START Extract provided
Teacher pay won’t be the sole focus at the conferences, as the sector comes to terms with the death of headteacher Ruth Perry, who died by suicide as she awaited the results of an Ofsted inspection of the primary school she ran in Reading. Perry’s death has raised a number of questions over the relative bluntness of the Ofsted process, and many are calling for an urgent review of the school inspectorate. On March 23, NEU teachers and headteachers handed in a petition signed by 45,000 people to Downing Street calling for the replacement of the authority with a more ‘fair and effective’ system, and a number of fringe events and motion amendments focusing on the future of school inspection have been scheduled at both conferences.
Donald Trump, who yesterday became the first former US president to face criminal charges when Manhattan District Attorney Alvin Bragg confirmed Trump had been indicted, is expected to surrender on Tuesday (April 4), when he will be fingerprinted, photographed, and appear in a Manhattan court. Trump’s reaction to news of the indictment on Thursday – releasing a statement accusing Bragg of election interference and of ‘doing Joe Biden’s dirty work’ – gives a flavour of the mayhem that is about to unfold.
END Extract provided
START Supplied records
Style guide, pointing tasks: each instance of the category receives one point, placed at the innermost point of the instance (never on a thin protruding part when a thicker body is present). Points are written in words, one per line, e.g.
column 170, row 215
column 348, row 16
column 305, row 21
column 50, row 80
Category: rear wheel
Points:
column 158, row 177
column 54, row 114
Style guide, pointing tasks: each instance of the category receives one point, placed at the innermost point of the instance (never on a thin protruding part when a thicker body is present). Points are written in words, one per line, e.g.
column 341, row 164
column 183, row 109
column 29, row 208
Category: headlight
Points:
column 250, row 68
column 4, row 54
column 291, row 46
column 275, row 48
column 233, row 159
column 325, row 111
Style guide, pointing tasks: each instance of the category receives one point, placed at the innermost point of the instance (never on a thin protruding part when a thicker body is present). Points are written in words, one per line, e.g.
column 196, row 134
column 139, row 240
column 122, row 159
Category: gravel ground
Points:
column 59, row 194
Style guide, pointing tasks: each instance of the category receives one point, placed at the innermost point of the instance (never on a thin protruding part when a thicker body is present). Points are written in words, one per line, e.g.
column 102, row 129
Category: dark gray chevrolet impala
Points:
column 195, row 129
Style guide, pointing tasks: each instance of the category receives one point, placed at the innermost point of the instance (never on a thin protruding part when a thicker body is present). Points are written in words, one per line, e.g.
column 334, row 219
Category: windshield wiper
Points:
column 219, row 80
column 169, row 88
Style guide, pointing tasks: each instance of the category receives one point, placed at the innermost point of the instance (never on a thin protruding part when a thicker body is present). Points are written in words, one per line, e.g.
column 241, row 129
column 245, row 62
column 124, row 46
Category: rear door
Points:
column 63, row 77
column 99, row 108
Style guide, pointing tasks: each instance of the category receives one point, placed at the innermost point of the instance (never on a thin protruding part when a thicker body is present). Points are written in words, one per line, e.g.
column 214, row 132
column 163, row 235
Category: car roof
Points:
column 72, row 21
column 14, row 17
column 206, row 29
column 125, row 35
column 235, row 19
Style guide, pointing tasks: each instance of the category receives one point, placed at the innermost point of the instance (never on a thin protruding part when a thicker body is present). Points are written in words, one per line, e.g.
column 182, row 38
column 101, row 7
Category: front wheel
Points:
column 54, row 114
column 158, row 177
END Supplied records
Action item >> Pick up the news roundup right after its final sentence and continue writing it.

Result >>
French President Emmanuel Macron begins a four-day visit to China on Wednesday (April 5), where he will be joined by European Commission President Ursula von der Leyen for a trilateral meeting with President Xi Jinping in Beijing on Thursday (April 6). The two European leaders are expected to reiterate calls for China to go no further in supporting Russia over Ukraine following Xi’s visit to Moscow, with von der Leyen warning in a hawkish speech yesterday that the future of the EU-China Comprehensive Agreement on Investment (CAI) could be at stake over China’s approach to the conflict. Their trip follows Ukrainian President Volodymyr Zelenskyy’s AP interview this week in which he said he had not been in contact with Xi for over a year but would welcome a visit. Xi had been expected to speak with Zelenskyy shortly after his trip to Moscow, though that call does not appear to have materialised.
Russian President Vladimir Putin, meanwhile, will host his Belarusian counterpart Alexander Lukashenko for talks on Thursday (April 6) in what will be their first in-person encounter since Putin announced he planned to deploy tactical nuclear weapons in Belarus, ostensibly in response to Britain’s announcement that it would send Ukraine armour-piercing rounds containing depleted uranium. Ukraine denounced Putin’s announcement as ‘nuclear blackmail’ and called for an urgent UN Security Council session, which takes place today, though US officials have expressed scepticism about the planned deployment. In any case, the meeting between the Russian and Belarusian leaders is likely to be closely watched in Western capitals for further details regarding future military cooperation between Minsk and Moscow.